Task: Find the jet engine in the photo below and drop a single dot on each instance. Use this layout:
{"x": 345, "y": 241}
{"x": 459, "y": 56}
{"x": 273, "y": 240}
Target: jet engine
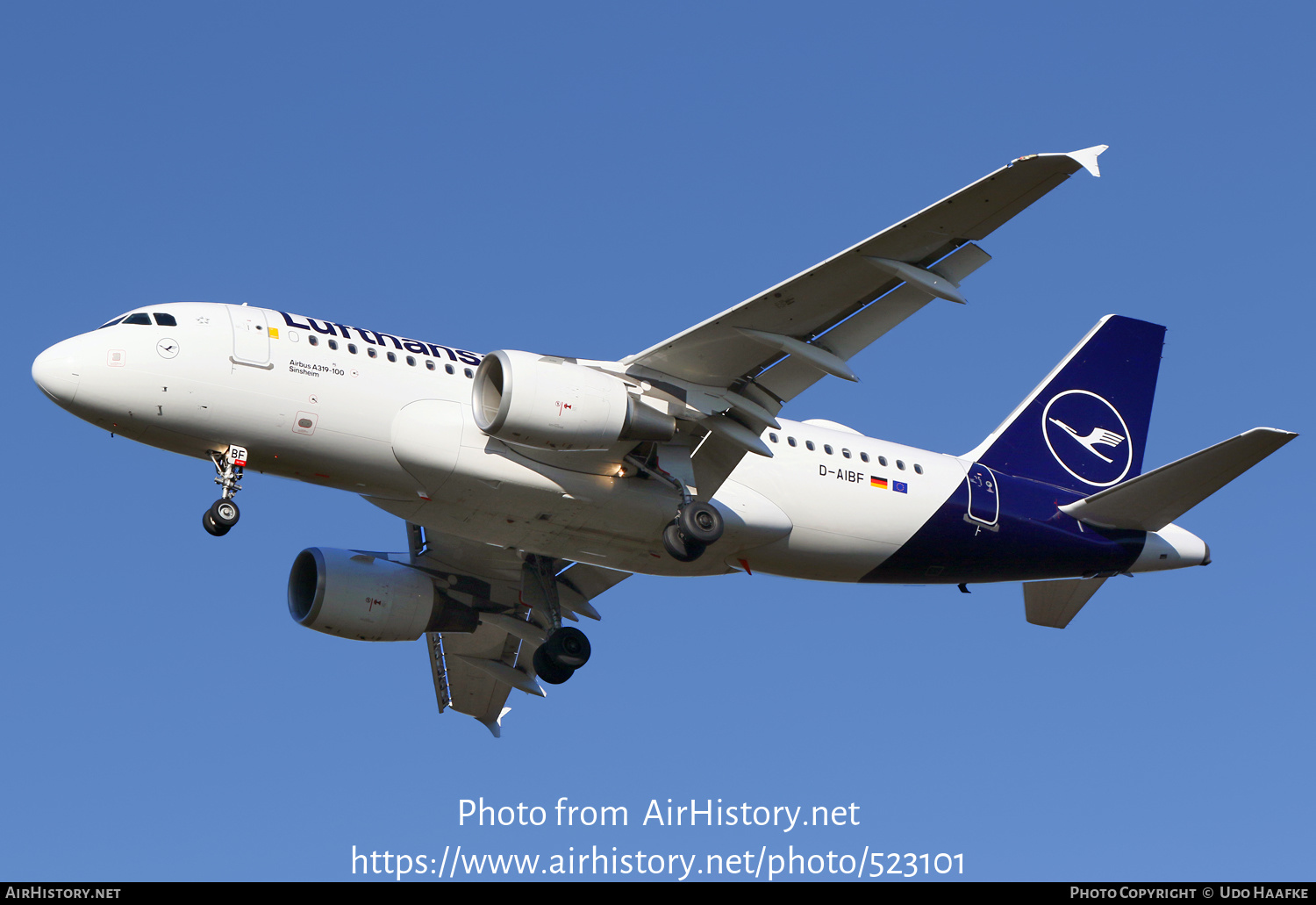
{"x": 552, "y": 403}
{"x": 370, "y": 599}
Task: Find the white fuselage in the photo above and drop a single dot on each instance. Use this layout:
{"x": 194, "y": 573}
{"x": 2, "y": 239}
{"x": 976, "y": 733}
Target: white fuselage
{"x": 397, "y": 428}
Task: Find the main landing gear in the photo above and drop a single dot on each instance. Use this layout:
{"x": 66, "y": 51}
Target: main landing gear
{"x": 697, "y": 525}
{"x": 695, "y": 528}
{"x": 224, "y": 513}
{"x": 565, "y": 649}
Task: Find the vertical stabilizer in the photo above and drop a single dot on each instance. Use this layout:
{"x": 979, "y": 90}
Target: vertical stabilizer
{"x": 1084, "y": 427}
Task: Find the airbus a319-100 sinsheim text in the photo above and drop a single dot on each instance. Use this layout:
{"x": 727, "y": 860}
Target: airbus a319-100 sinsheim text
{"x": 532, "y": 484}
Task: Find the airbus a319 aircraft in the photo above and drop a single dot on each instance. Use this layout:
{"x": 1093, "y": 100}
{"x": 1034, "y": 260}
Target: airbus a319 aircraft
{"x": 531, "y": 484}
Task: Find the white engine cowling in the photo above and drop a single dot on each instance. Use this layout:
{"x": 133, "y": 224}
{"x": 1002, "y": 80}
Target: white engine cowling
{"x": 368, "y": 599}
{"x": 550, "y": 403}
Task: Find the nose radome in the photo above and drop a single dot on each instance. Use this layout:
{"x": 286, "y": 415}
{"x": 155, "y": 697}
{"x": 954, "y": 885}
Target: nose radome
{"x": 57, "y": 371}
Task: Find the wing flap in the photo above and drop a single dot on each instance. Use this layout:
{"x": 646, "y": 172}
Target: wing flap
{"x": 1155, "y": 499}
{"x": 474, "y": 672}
...
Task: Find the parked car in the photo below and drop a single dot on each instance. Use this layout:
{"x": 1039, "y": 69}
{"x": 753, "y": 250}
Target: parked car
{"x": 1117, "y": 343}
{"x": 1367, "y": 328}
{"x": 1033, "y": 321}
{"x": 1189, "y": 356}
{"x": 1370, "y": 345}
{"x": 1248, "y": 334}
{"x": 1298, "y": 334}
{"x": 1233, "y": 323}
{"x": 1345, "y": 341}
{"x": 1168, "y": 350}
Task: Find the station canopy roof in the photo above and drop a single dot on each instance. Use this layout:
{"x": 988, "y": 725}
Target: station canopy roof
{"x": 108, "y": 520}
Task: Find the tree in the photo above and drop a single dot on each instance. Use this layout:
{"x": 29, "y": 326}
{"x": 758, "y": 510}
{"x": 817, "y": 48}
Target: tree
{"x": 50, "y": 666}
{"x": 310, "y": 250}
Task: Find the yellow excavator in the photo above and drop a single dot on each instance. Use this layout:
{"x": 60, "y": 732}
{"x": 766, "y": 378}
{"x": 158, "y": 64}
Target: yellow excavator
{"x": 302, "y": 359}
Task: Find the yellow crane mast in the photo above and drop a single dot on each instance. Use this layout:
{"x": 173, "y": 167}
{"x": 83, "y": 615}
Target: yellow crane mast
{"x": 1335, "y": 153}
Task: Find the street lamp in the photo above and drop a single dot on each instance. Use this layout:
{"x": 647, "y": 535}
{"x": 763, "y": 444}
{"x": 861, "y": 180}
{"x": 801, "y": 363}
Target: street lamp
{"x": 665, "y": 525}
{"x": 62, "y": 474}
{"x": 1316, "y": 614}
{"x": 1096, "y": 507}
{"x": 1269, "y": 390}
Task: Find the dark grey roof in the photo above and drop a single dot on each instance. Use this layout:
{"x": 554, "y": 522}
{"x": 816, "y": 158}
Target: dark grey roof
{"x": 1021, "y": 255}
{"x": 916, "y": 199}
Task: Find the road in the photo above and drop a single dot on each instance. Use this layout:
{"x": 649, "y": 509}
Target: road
==
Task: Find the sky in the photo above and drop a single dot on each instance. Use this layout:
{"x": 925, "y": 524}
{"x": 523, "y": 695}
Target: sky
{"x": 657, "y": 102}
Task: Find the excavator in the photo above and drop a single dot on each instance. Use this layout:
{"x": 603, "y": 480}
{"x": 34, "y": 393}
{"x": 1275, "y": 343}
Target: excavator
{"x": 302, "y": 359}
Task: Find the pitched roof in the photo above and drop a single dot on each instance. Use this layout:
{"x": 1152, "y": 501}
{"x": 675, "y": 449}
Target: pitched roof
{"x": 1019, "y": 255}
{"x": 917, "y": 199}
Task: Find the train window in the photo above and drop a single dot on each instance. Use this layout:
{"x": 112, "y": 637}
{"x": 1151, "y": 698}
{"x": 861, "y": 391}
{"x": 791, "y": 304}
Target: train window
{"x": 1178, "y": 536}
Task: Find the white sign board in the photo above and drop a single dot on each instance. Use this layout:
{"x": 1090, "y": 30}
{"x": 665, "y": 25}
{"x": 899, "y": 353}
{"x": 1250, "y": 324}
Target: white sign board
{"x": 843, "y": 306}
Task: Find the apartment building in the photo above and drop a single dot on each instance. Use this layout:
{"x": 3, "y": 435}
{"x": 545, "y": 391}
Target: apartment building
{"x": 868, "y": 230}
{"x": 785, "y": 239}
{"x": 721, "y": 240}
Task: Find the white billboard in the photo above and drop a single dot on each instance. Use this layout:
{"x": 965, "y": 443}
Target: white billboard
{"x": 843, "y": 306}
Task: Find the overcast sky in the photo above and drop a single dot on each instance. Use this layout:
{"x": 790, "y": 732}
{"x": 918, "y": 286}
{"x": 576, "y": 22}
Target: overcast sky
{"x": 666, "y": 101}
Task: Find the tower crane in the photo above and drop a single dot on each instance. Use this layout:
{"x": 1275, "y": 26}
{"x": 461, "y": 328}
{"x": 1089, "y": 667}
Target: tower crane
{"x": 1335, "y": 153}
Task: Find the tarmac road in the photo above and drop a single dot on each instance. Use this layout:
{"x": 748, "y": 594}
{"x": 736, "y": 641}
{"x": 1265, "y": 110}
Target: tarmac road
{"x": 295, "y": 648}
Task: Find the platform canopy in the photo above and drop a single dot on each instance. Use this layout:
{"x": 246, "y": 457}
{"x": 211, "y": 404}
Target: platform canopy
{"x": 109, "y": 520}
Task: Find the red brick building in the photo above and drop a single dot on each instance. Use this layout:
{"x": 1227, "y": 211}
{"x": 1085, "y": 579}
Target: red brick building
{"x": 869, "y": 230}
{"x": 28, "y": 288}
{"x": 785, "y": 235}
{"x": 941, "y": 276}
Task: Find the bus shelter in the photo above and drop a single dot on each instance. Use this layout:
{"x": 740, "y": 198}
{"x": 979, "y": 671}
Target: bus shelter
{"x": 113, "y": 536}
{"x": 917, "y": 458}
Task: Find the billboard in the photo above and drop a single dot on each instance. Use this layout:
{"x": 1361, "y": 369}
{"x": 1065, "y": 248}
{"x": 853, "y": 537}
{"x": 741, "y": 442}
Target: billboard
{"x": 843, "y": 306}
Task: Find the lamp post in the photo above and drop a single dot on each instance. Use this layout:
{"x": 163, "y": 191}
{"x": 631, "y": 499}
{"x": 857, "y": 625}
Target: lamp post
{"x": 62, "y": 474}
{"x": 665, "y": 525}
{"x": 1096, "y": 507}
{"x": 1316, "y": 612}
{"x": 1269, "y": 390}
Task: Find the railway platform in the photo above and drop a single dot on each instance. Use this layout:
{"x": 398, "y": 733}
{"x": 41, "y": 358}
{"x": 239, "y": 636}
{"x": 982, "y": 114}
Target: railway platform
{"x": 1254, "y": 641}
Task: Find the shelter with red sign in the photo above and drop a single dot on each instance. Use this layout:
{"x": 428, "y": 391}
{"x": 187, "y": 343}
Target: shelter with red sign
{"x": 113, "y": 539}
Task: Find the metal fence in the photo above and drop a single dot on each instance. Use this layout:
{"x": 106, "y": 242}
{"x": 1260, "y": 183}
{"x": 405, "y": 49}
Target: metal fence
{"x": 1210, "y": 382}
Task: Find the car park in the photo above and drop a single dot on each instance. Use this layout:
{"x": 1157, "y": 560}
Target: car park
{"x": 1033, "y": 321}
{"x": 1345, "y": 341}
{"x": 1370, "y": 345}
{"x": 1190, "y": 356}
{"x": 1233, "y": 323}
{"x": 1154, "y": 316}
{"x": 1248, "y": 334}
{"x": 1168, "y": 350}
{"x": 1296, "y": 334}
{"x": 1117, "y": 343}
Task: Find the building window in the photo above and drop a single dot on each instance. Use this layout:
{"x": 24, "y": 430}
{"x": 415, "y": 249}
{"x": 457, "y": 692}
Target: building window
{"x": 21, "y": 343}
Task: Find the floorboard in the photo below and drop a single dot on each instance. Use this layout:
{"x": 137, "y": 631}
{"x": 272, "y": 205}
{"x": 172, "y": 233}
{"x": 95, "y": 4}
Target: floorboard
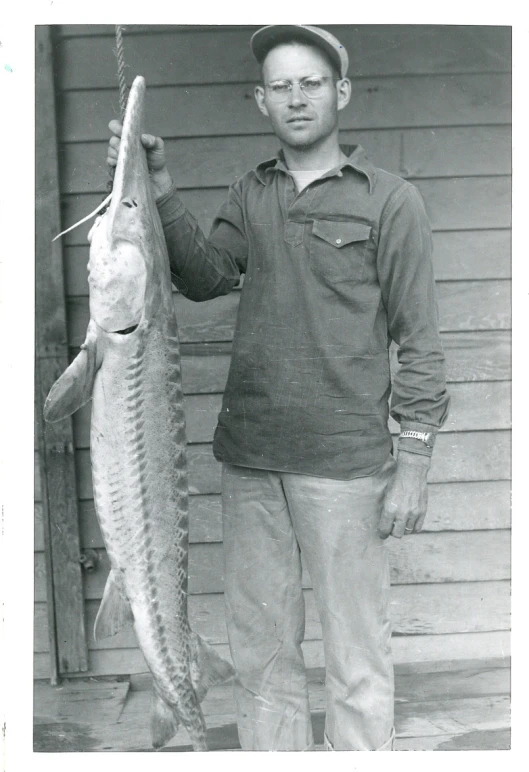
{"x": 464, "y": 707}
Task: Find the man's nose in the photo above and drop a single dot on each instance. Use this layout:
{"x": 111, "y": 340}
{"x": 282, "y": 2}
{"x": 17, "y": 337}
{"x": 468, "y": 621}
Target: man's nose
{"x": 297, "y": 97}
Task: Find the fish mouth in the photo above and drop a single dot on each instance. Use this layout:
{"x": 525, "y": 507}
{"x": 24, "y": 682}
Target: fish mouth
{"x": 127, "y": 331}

● What to work on:
Which lines of the data contain the word "below"? Copy each one.

● Answer for this exercise:
Task: Find the jet engine in the photo below and drop a single dot on each instance. Use this layout:
Task: Find the parked car in the photo below and drop a single dot on each instance. Use this layout:
Task: Find the floorboard in the photo below and drop a single dot on each instance. Use this layout:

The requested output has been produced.